▶ _TASK REQUIREMENTS_:
Put the lines from the one containing "# locate gray" through the one containing "In this exercise" into a JSON list of strings, one string per line and blank lines omitted.

▶ _SUPPLIED INFORMATION_:

☆ ☆ ☆ ☆ ☆ ☆ ☆

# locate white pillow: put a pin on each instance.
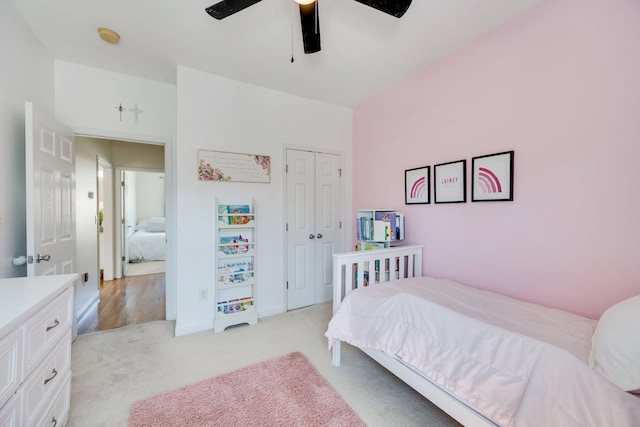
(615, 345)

☆ ☆ ☆ ☆ ☆ ☆ ☆

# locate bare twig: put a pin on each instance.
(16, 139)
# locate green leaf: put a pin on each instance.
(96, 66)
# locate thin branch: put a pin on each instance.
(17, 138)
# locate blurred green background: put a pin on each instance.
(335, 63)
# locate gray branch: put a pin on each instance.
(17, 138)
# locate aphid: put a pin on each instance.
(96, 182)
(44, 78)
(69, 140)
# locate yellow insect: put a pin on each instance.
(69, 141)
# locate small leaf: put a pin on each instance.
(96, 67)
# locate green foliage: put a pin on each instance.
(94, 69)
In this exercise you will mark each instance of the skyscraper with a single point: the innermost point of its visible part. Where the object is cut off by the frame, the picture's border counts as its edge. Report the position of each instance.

☆ ☆ ☆ ☆ ☆ ☆ ☆

▶ _TASK RESULT_:
[
  "# locate gray branch: put a pin on each instance.",
  "(17, 138)",
  "# locate aphid: put a pin on each instance.",
  "(96, 182)",
  "(44, 78)",
  "(69, 140)",
  "# locate yellow insect: put a pin on each instance.",
  "(69, 141)",
  "# locate small leaf: put a pin on each instance.",
  "(96, 67)",
  "# locate green foliage: put a pin on each instance.",
  "(94, 69)",
  "In this exercise you will mark each instance of the skyscraper with a single point: the innermost point of its visible part. Where the object is cut off by the frame, the picture's border counts as its edge. Report the position of each instance."
]